Today in history
By Associated Press
Nov. 29
In 1929, Navy Lt. Cmdr. Richard E. Byrd, pilot Bernt Balchen, radio operator Harold June and photographer Ashley McKinney made the first airplane flight over the South Pole.
In 1961, Enos the chimp was launched from Cape Canaveral aboard the Mercury-Atlas 5 spacecraft, which orbited earth twice before returning.
In 1981, film star Natalie Wood drowned at age 43 while boating off California’s Santa Catalina Island with her husband Robert Wagner and actor Christopher Walken.
In 1987, a Korean Air 707 jetliner en route from Abu Dhabi to Bangkok was destroyed by a bomb planted by North Korean agents, killing all 115 people aboard.
In 2001, former Beatle George Harrison died in Los Angeles following a battle with cancer; he was 58.
In 2012, the United Nations voted overwhelmingly to grant Palestine non-observer member state status, a vote that came exactly 65 years after the General Assembly adopted a plan to divide Palestine into separate states for Jews and Arabs. (The 2012 vote was 138 in favor; nine members, including the United States, voted against and 41 abstained.)
In 2018, in a surprise guilty plea, former Trump lawyer Michael Cohen confessed that he lied to Congress about a Moscow real estate deal he pursued on Trump’s behalf during the 2016 campaign.
In 2022, Oath Keepers founder Stewart Rhodes was convicted of seditious conspiracy for a violent plot to overturn Democrat Joe Biden’s presidential win, handing the Justice Department a major victory in its massive prosecution of the Jan. 6, 2021 insurrection at the U.S. Capitol. (Rhodes would be sentenced to 18 years in prison in May 2023).
Nov. 30
In 1782, the United States and Britain signed preliminary peace articles in Paris for ending the Revolutionary War; the Treaty of Paris was signed in September 1783.
In 1936, London’s Crystal Palace exhibition hall was destroyed by a massive fire.

##############################

Brief 1
Reproduce the part of the "Today in history" list starting with "Today in history" and going on through "actor Christopher Walken.".
Brief 2
In the "Today in history" list, what spacecraft carried Enos the chimp into orbit?
Brief 3
Pick up the "Today in history" list after its last entry and keep it going.

##############################

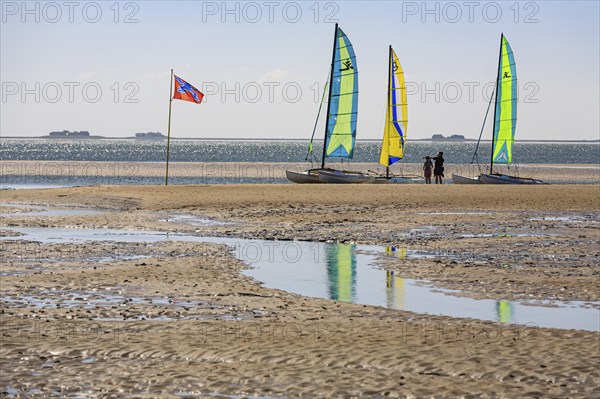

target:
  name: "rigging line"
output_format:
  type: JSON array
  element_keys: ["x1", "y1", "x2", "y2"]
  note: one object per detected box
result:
[
  {"x1": 471, "y1": 87, "x2": 496, "y2": 163},
  {"x1": 304, "y1": 71, "x2": 331, "y2": 162}
]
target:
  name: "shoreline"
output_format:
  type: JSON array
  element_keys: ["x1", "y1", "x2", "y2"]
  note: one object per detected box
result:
[{"x1": 0, "y1": 185, "x2": 600, "y2": 398}]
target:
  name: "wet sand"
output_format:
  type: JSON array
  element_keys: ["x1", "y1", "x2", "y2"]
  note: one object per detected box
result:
[{"x1": 0, "y1": 185, "x2": 600, "y2": 398}]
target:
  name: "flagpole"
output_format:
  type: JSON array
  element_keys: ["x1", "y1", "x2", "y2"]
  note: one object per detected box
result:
[{"x1": 165, "y1": 69, "x2": 173, "y2": 186}]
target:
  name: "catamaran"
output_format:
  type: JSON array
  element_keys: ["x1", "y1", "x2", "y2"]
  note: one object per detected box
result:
[
  {"x1": 319, "y1": 46, "x2": 422, "y2": 184},
  {"x1": 319, "y1": 46, "x2": 418, "y2": 184},
  {"x1": 452, "y1": 34, "x2": 543, "y2": 184},
  {"x1": 286, "y1": 24, "x2": 361, "y2": 183}
]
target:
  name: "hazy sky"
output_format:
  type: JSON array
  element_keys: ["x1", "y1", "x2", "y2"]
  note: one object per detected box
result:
[{"x1": 0, "y1": 1, "x2": 600, "y2": 140}]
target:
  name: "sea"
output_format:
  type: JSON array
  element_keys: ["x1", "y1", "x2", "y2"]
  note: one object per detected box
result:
[{"x1": 0, "y1": 138, "x2": 600, "y2": 189}]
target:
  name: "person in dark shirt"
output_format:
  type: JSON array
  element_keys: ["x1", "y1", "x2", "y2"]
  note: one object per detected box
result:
[
  {"x1": 431, "y1": 151, "x2": 444, "y2": 184},
  {"x1": 423, "y1": 157, "x2": 433, "y2": 184}
]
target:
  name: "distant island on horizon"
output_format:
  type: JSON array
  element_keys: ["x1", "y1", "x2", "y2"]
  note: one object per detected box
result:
[{"x1": 0, "y1": 130, "x2": 600, "y2": 143}]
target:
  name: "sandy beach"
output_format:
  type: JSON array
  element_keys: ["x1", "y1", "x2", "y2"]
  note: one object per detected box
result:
[{"x1": 0, "y1": 186, "x2": 600, "y2": 398}]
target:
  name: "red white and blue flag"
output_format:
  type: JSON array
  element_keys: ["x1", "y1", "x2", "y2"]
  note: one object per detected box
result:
[{"x1": 173, "y1": 75, "x2": 204, "y2": 104}]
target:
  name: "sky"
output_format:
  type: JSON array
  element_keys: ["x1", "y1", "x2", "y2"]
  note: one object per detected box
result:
[{"x1": 0, "y1": 0, "x2": 600, "y2": 141}]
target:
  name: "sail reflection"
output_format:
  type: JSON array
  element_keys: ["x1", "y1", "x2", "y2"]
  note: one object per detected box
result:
[
  {"x1": 325, "y1": 244, "x2": 356, "y2": 302},
  {"x1": 496, "y1": 301, "x2": 515, "y2": 323},
  {"x1": 385, "y1": 270, "x2": 405, "y2": 309}
]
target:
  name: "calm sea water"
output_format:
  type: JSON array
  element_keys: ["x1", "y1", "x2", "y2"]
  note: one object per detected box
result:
[
  {"x1": 0, "y1": 139, "x2": 600, "y2": 188},
  {"x1": 0, "y1": 139, "x2": 600, "y2": 164}
]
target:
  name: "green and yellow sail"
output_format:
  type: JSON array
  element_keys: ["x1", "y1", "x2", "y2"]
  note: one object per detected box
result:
[
  {"x1": 492, "y1": 35, "x2": 517, "y2": 164},
  {"x1": 324, "y1": 25, "x2": 358, "y2": 158},
  {"x1": 326, "y1": 244, "x2": 356, "y2": 302},
  {"x1": 379, "y1": 46, "x2": 408, "y2": 167}
]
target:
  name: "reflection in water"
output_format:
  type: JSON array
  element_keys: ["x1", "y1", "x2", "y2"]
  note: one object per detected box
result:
[
  {"x1": 496, "y1": 301, "x2": 514, "y2": 323},
  {"x1": 0, "y1": 227, "x2": 600, "y2": 331},
  {"x1": 385, "y1": 270, "x2": 404, "y2": 309},
  {"x1": 325, "y1": 244, "x2": 356, "y2": 302}
]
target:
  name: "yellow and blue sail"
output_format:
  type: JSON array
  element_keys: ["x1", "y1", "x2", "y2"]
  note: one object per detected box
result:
[
  {"x1": 379, "y1": 47, "x2": 408, "y2": 167},
  {"x1": 325, "y1": 28, "x2": 358, "y2": 158},
  {"x1": 492, "y1": 35, "x2": 517, "y2": 164}
]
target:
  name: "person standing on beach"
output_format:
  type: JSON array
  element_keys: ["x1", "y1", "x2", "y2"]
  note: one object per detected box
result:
[
  {"x1": 432, "y1": 151, "x2": 444, "y2": 184},
  {"x1": 423, "y1": 156, "x2": 433, "y2": 184}
]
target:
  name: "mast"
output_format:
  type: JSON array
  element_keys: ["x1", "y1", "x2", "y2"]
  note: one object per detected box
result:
[
  {"x1": 471, "y1": 87, "x2": 496, "y2": 163},
  {"x1": 321, "y1": 23, "x2": 338, "y2": 169},
  {"x1": 490, "y1": 33, "x2": 504, "y2": 175},
  {"x1": 385, "y1": 44, "x2": 394, "y2": 178}
]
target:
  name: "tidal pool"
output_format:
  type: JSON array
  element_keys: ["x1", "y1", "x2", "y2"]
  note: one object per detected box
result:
[{"x1": 0, "y1": 227, "x2": 600, "y2": 331}]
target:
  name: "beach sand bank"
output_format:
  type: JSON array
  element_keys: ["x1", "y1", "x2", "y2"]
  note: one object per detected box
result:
[{"x1": 0, "y1": 185, "x2": 600, "y2": 398}]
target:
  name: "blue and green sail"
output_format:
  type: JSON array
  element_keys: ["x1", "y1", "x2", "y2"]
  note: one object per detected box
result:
[
  {"x1": 492, "y1": 35, "x2": 517, "y2": 164},
  {"x1": 324, "y1": 25, "x2": 358, "y2": 158}
]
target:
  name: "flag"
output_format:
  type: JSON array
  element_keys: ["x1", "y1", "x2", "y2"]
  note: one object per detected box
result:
[{"x1": 173, "y1": 75, "x2": 204, "y2": 104}]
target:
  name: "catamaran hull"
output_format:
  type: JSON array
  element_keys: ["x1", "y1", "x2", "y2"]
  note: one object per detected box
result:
[
  {"x1": 319, "y1": 170, "x2": 376, "y2": 184},
  {"x1": 452, "y1": 174, "x2": 481, "y2": 184},
  {"x1": 479, "y1": 173, "x2": 544, "y2": 184},
  {"x1": 285, "y1": 169, "x2": 324, "y2": 184}
]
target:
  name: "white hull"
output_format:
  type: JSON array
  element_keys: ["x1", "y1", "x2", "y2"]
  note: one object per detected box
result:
[
  {"x1": 285, "y1": 169, "x2": 323, "y2": 184},
  {"x1": 319, "y1": 170, "x2": 376, "y2": 184},
  {"x1": 479, "y1": 173, "x2": 544, "y2": 184},
  {"x1": 452, "y1": 174, "x2": 481, "y2": 184},
  {"x1": 285, "y1": 169, "x2": 323, "y2": 184}
]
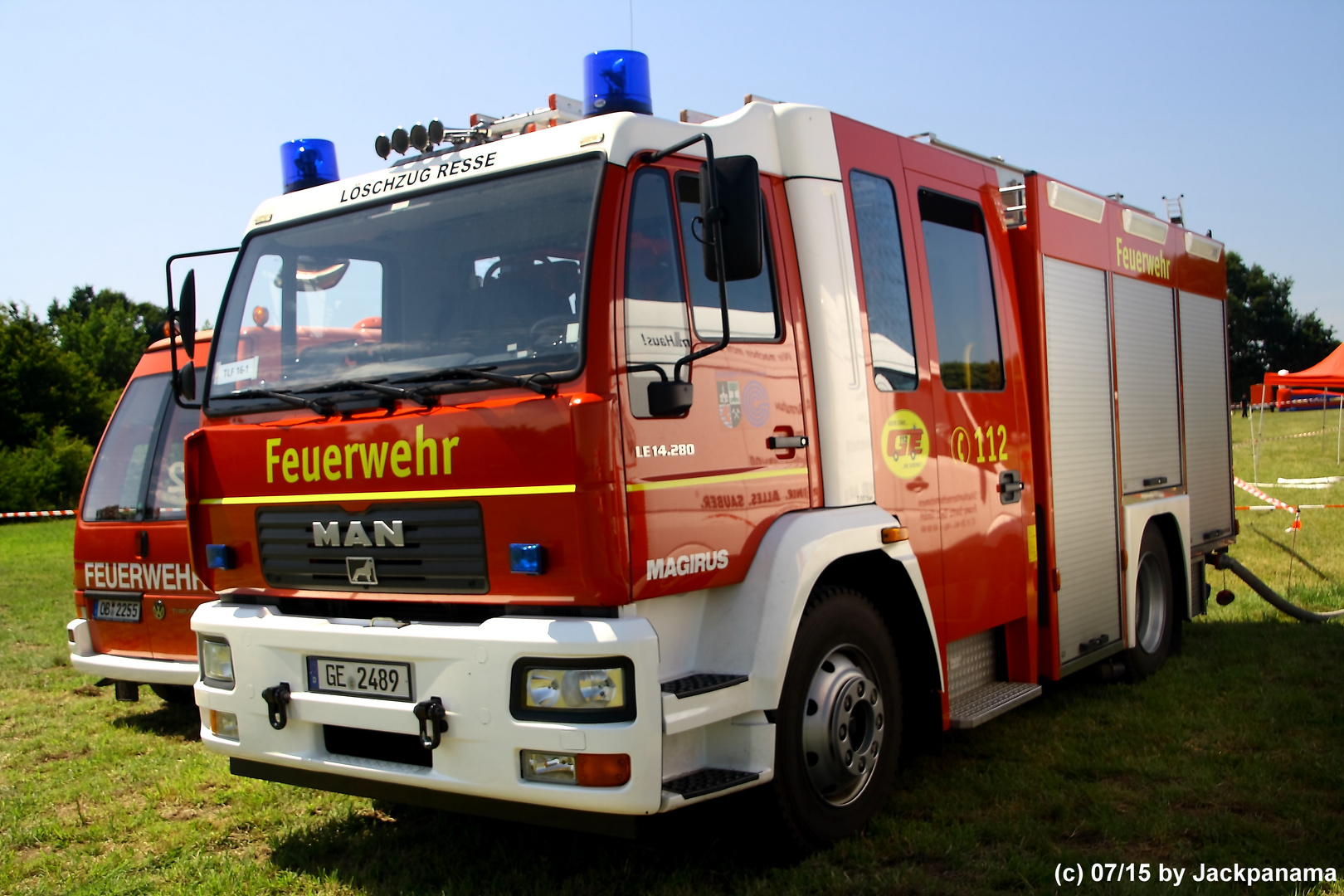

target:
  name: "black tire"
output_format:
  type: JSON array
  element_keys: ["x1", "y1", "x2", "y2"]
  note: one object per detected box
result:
[
  {"x1": 1127, "y1": 525, "x2": 1179, "y2": 681},
  {"x1": 149, "y1": 684, "x2": 197, "y2": 707},
  {"x1": 774, "y1": 588, "x2": 902, "y2": 849}
]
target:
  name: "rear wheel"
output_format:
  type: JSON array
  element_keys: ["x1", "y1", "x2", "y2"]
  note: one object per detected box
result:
[
  {"x1": 774, "y1": 588, "x2": 900, "y2": 848},
  {"x1": 1129, "y1": 525, "x2": 1179, "y2": 681},
  {"x1": 149, "y1": 684, "x2": 197, "y2": 707}
]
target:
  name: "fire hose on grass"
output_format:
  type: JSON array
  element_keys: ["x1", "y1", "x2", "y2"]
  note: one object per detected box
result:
[{"x1": 1214, "y1": 553, "x2": 1344, "y2": 622}]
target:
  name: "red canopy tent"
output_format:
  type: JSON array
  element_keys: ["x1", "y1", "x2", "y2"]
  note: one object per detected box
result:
[{"x1": 1264, "y1": 344, "x2": 1344, "y2": 392}]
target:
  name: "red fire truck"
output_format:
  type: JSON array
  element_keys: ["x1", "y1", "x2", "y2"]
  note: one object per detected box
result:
[
  {"x1": 66, "y1": 330, "x2": 214, "y2": 705},
  {"x1": 182, "y1": 54, "x2": 1234, "y2": 844}
]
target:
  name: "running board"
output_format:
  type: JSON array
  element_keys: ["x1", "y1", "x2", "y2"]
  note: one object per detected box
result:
[
  {"x1": 946, "y1": 681, "x2": 1040, "y2": 730},
  {"x1": 663, "y1": 768, "x2": 761, "y2": 799}
]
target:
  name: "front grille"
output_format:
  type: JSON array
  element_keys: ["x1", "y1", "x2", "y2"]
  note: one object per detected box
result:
[{"x1": 256, "y1": 501, "x2": 490, "y2": 594}]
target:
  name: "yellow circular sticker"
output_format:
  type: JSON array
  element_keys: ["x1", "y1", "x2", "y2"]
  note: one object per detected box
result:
[{"x1": 882, "y1": 410, "x2": 928, "y2": 480}]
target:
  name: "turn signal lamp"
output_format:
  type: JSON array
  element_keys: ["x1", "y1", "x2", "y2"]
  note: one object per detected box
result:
[
  {"x1": 210, "y1": 709, "x2": 238, "y2": 740},
  {"x1": 508, "y1": 544, "x2": 546, "y2": 575},
  {"x1": 523, "y1": 750, "x2": 631, "y2": 787},
  {"x1": 583, "y1": 50, "x2": 653, "y2": 117},
  {"x1": 280, "y1": 139, "x2": 340, "y2": 193}
]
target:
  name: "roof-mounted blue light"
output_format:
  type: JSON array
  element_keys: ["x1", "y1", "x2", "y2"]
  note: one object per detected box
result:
[
  {"x1": 583, "y1": 50, "x2": 653, "y2": 117},
  {"x1": 280, "y1": 139, "x2": 340, "y2": 193}
]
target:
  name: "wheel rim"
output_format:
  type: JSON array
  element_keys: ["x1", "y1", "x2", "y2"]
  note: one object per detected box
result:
[
  {"x1": 802, "y1": 645, "x2": 886, "y2": 806},
  {"x1": 1138, "y1": 553, "x2": 1166, "y2": 653}
]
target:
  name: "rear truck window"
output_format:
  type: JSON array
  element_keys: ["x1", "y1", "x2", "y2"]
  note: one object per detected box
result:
[
  {"x1": 919, "y1": 189, "x2": 1004, "y2": 391},
  {"x1": 206, "y1": 157, "x2": 602, "y2": 414},
  {"x1": 850, "y1": 171, "x2": 919, "y2": 392},
  {"x1": 83, "y1": 373, "x2": 170, "y2": 521}
]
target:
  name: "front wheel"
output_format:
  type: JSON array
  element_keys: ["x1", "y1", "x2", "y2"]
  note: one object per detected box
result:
[
  {"x1": 774, "y1": 588, "x2": 900, "y2": 848},
  {"x1": 1129, "y1": 525, "x2": 1180, "y2": 681}
]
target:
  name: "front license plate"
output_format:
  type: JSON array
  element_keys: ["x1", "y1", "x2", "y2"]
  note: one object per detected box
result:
[
  {"x1": 308, "y1": 657, "x2": 411, "y2": 701},
  {"x1": 93, "y1": 601, "x2": 139, "y2": 622}
]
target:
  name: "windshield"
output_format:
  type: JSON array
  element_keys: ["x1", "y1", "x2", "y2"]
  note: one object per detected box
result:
[{"x1": 210, "y1": 157, "x2": 602, "y2": 401}]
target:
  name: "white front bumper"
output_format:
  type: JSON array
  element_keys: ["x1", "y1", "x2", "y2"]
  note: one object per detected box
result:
[
  {"x1": 191, "y1": 601, "x2": 663, "y2": 814},
  {"x1": 66, "y1": 619, "x2": 200, "y2": 685}
]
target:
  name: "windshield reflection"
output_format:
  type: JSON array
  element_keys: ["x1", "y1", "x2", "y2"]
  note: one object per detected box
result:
[{"x1": 210, "y1": 158, "x2": 602, "y2": 401}]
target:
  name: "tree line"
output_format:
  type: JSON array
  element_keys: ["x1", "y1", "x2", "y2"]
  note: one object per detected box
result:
[
  {"x1": 0, "y1": 286, "x2": 168, "y2": 510},
  {"x1": 0, "y1": 252, "x2": 1339, "y2": 510}
]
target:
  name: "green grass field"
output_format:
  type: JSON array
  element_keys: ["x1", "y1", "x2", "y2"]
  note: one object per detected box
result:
[{"x1": 0, "y1": 414, "x2": 1344, "y2": 896}]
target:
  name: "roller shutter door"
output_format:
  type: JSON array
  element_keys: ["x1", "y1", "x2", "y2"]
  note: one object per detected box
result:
[
  {"x1": 1180, "y1": 291, "x2": 1233, "y2": 545},
  {"x1": 1045, "y1": 258, "x2": 1119, "y2": 662},
  {"x1": 1113, "y1": 275, "x2": 1181, "y2": 494}
]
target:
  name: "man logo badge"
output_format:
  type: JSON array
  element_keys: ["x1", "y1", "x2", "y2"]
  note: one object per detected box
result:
[{"x1": 345, "y1": 558, "x2": 377, "y2": 584}]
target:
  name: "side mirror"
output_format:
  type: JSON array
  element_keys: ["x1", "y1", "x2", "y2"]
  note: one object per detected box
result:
[
  {"x1": 649, "y1": 380, "x2": 695, "y2": 416},
  {"x1": 700, "y1": 156, "x2": 763, "y2": 282},
  {"x1": 178, "y1": 267, "x2": 197, "y2": 359},
  {"x1": 178, "y1": 362, "x2": 197, "y2": 402}
]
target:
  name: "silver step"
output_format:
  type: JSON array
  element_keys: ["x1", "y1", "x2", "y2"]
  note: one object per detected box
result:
[{"x1": 950, "y1": 681, "x2": 1040, "y2": 728}]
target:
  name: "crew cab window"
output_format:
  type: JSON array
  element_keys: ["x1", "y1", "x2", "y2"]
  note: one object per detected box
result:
[
  {"x1": 919, "y1": 189, "x2": 1004, "y2": 391},
  {"x1": 850, "y1": 171, "x2": 919, "y2": 392},
  {"x1": 82, "y1": 373, "x2": 168, "y2": 521},
  {"x1": 676, "y1": 173, "x2": 781, "y2": 343},
  {"x1": 625, "y1": 168, "x2": 691, "y2": 416}
]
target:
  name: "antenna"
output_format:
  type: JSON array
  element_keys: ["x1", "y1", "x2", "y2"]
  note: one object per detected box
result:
[{"x1": 1162, "y1": 193, "x2": 1186, "y2": 224}]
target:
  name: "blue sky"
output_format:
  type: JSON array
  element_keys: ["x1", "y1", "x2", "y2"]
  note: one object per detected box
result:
[{"x1": 0, "y1": 0, "x2": 1344, "y2": 334}]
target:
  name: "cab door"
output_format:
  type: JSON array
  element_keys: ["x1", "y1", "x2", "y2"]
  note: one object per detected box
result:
[
  {"x1": 616, "y1": 157, "x2": 811, "y2": 599},
  {"x1": 906, "y1": 171, "x2": 1028, "y2": 640}
]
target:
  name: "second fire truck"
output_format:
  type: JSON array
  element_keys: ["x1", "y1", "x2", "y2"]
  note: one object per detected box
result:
[{"x1": 182, "y1": 52, "x2": 1234, "y2": 844}]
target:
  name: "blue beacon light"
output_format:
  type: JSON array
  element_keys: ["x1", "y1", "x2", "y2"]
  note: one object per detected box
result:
[
  {"x1": 583, "y1": 50, "x2": 653, "y2": 117},
  {"x1": 280, "y1": 139, "x2": 340, "y2": 193}
]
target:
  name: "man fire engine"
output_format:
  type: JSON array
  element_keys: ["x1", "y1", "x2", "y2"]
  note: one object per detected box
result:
[{"x1": 180, "y1": 51, "x2": 1233, "y2": 844}]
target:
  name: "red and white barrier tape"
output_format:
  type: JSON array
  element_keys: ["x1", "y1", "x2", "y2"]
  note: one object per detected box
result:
[
  {"x1": 0, "y1": 510, "x2": 75, "y2": 520},
  {"x1": 1233, "y1": 475, "x2": 1297, "y2": 514}
]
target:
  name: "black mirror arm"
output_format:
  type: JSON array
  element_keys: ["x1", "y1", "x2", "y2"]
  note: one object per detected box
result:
[
  {"x1": 628, "y1": 132, "x2": 728, "y2": 382},
  {"x1": 164, "y1": 256, "x2": 200, "y2": 411}
]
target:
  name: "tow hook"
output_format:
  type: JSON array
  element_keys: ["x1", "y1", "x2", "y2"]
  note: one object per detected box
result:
[
  {"x1": 416, "y1": 697, "x2": 447, "y2": 750},
  {"x1": 261, "y1": 681, "x2": 289, "y2": 731}
]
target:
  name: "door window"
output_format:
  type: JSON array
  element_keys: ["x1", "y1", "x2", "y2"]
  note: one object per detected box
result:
[
  {"x1": 83, "y1": 373, "x2": 168, "y2": 521},
  {"x1": 850, "y1": 171, "x2": 919, "y2": 392},
  {"x1": 625, "y1": 168, "x2": 691, "y2": 418},
  {"x1": 676, "y1": 173, "x2": 780, "y2": 343},
  {"x1": 919, "y1": 189, "x2": 1004, "y2": 391}
]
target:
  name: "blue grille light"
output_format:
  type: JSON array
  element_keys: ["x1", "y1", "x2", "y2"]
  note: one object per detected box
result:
[
  {"x1": 508, "y1": 544, "x2": 546, "y2": 575},
  {"x1": 583, "y1": 50, "x2": 653, "y2": 117},
  {"x1": 280, "y1": 139, "x2": 340, "y2": 193},
  {"x1": 206, "y1": 544, "x2": 234, "y2": 570}
]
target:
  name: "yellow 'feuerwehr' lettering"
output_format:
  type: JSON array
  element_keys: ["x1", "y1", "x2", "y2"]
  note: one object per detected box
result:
[
  {"x1": 266, "y1": 439, "x2": 280, "y2": 482},
  {"x1": 324, "y1": 445, "x2": 340, "y2": 482},
  {"x1": 266, "y1": 432, "x2": 461, "y2": 482},
  {"x1": 391, "y1": 439, "x2": 411, "y2": 478},
  {"x1": 1116, "y1": 236, "x2": 1172, "y2": 280}
]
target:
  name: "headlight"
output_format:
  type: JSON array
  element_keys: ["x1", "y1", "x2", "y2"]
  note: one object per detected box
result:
[
  {"x1": 200, "y1": 638, "x2": 234, "y2": 690},
  {"x1": 511, "y1": 657, "x2": 635, "y2": 722}
]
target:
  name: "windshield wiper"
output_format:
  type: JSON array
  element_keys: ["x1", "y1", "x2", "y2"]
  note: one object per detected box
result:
[
  {"x1": 397, "y1": 364, "x2": 558, "y2": 397},
  {"x1": 219, "y1": 388, "x2": 336, "y2": 416},
  {"x1": 304, "y1": 380, "x2": 438, "y2": 407}
]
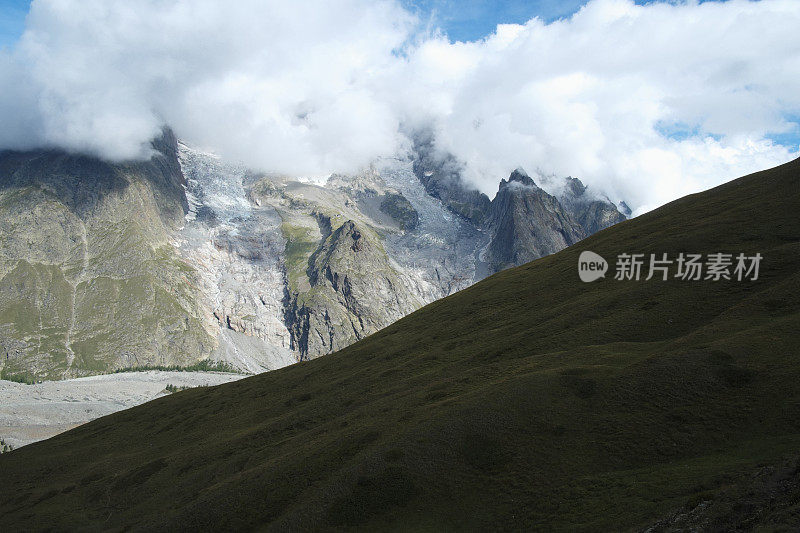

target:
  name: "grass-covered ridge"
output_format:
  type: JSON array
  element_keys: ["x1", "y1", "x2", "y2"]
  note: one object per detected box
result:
[{"x1": 0, "y1": 157, "x2": 800, "y2": 531}]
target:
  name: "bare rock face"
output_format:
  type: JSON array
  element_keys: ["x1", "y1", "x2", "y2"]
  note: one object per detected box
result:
[
  {"x1": 559, "y1": 176, "x2": 631, "y2": 235},
  {"x1": 287, "y1": 220, "x2": 424, "y2": 358},
  {"x1": 486, "y1": 170, "x2": 587, "y2": 270},
  {"x1": 0, "y1": 131, "x2": 624, "y2": 379},
  {"x1": 0, "y1": 131, "x2": 215, "y2": 379}
]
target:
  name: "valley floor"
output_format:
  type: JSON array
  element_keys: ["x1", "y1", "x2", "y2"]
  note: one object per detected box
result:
[{"x1": 0, "y1": 370, "x2": 247, "y2": 448}]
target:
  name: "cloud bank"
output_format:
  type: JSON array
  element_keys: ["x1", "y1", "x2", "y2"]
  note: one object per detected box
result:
[{"x1": 0, "y1": 0, "x2": 800, "y2": 212}]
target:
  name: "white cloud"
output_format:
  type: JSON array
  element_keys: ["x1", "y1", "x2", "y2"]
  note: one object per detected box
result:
[{"x1": 0, "y1": 0, "x2": 800, "y2": 211}]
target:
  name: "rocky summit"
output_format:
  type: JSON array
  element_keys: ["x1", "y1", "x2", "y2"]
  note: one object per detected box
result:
[{"x1": 0, "y1": 130, "x2": 625, "y2": 381}]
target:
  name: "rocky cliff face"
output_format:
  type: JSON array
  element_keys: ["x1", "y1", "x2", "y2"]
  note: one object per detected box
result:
[
  {"x1": 286, "y1": 220, "x2": 424, "y2": 358},
  {"x1": 486, "y1": 170, "x2": 588, "y2": 270},
  {"x1": 0, "y1": 132, "x2": 624, "y2": 378},
  {"x1": 559, "y1": 176, "x2": 631, "y2": 235},
  {"x1": 0, "y1": 132, "x2": 215, "y2": 378}
]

##############################

Response box 1
Today in history
By Associated Press
Nov. 29
In 1929, Navy Lt. Cmdr. Richard E. Byrd, pilot Bernt Balchen, radio operator Harold June and photographer Ashley McKinney made the first airplane flight over the South Pole.
In 1961, Enos the chimp was launched from Cape Canaveral aboard the Mercury-Atlas 5 spacecraft, which orbited earth twice before returning.
In 1981, film star Natalie Wood drowned at age 43 while boating off California’s Santa Catalina Island with her husband Robert Wagner and actor Christopher Walken.

Response box 2
The Mercury-Atlas 5 spacecraft.

Response box 3
In 1993, President Bill Clinton signed the Brady Bill, which required a five-day waiting period for handgun purchases and background checks of prospective buyers.
In 2004, “Jeopardy!” fans saw Ken Jennings end his 74-game winning streak as he lost to real estate agent Nancy Zerg.
In 2012, Israel approved the construction of 3,000 homes in Jewish settlements on occupied lands, drawing swift condemnation from Palestinians a day after their successful bid for recognition by the United Nations.
In 2013, actor Paul Walker, star of the “Fast & Furious” movie series, was killed in a single-car accident north of Los Angeles; Walker’s friend Roger Rodas, who was driving the car, also died. Walker was 40 years old.
In 2018, former President George H.W. Bush, a World War II hero who rose through the political ranks to the nation’s highest office, died at his Houston home at the age of 94; his wife of more than 70 years, Barbara Bush, had died in April.
In 2021, Ethan Crumbley, a 15-year-old sophomore, opened fire at a Michigan high school, killing four students and wounding seven other people.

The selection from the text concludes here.